PROBLEM TO WORK ON:
Give back the lines below verbatim, omitting all pictures.

RECORDS FOR THIS TASK:
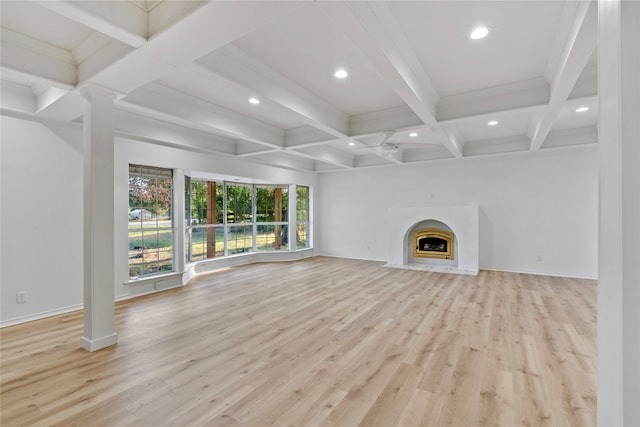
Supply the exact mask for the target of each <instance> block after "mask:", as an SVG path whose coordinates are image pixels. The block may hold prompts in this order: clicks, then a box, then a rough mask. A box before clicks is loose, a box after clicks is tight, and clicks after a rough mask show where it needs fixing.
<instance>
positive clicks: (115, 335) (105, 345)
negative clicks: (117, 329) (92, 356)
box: [80, 332, 118, 352]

PROBLEM SOLUTION:
Supply the exact mask for the target of each <instance> block after "mask:", as an SVG path whose coordinates are image pixels. The block may hold prompts in this order: clicks, then a box, then a rough mask. A box before clicks is loose, a box after clicks is tight, and clicks after a rough mask show where it needs fixing.
<instance>
positive clicks: (115, 335) (105, 345)
negative clicks: (117, 329) (92, 356)
box: [80, 332, 118, 352]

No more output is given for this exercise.